__Data for review__:
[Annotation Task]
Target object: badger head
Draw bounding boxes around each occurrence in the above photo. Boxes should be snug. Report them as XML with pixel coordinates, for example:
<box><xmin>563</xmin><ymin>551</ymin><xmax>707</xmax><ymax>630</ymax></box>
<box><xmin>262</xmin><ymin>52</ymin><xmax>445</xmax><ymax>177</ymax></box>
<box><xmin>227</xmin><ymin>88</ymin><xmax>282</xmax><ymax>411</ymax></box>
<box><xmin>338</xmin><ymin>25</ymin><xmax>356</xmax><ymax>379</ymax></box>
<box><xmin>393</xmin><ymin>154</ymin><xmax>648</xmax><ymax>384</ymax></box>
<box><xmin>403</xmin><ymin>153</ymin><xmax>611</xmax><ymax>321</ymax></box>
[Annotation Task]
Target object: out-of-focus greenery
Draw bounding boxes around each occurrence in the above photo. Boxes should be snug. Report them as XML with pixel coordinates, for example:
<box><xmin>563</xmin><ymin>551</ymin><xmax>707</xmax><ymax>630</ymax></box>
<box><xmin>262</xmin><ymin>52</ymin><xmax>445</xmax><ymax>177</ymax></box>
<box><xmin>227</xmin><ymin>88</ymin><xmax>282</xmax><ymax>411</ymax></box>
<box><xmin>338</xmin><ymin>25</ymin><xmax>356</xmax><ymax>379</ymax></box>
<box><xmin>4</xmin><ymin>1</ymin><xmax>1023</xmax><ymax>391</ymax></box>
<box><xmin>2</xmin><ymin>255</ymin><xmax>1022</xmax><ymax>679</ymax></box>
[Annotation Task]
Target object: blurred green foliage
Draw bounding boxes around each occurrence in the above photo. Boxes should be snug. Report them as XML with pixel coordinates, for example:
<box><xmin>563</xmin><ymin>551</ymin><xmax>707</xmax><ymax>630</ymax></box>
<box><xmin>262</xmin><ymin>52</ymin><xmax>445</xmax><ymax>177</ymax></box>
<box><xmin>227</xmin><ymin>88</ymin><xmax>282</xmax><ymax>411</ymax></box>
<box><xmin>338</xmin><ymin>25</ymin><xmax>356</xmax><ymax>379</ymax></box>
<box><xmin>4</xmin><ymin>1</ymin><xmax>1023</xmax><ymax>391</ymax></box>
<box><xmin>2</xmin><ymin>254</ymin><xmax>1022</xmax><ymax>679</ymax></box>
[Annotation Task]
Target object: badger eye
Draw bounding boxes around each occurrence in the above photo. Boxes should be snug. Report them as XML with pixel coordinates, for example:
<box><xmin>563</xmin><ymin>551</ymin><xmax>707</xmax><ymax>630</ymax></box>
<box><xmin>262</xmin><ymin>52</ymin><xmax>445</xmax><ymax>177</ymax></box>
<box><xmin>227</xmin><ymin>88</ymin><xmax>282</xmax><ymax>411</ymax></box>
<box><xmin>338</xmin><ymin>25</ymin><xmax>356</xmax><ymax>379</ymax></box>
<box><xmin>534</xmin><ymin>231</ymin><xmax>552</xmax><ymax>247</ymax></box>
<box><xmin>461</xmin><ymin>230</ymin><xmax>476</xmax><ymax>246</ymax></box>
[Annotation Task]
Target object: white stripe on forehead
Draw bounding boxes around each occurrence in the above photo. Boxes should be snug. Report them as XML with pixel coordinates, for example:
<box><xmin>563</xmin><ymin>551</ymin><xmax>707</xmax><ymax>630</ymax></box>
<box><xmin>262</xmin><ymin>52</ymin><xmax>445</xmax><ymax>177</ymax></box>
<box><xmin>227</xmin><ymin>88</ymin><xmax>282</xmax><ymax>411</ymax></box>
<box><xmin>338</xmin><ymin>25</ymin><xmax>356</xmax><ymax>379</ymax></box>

__Work request__: Repeat each line of the data above, exactly as it appears, from the first through the line that contains "Target object: out-of-focus greenery".

__Task answer__:
[Annotation Task]
Target object: badger head
Draw bounding boxes around each occurrence in the above photo. Boxes should be snug. Report them as XML with pixel coordinates, for example:
<box><xmin>563</xmin><ymin>551</ymin><xmax>707</xmax><ymax>630</ymax></box>
<box><xmin>262</xmin><ymin>52</ymin><xmax>445</xmax><ymax>177</ymax></box>
<box><xmin>227</xmin><ymin>88</ymin><xmax>282</xmax><ymax>411</ymax></box>
<box><xmin>338</xmin><ymin>25</ymin><xmax>356</xmax><ymax>379</ymax></box>
<box><xmin>393</xmin><ymin>154</ymin><xmax>648</xmax><ymax>384</ymax></box>
<box><xmin>403</xmin><ymin>153</ymin><xmax>611</xmax><ymax>321</ymax></box>
[Annotation Task]
Target object: out-of-focus greenery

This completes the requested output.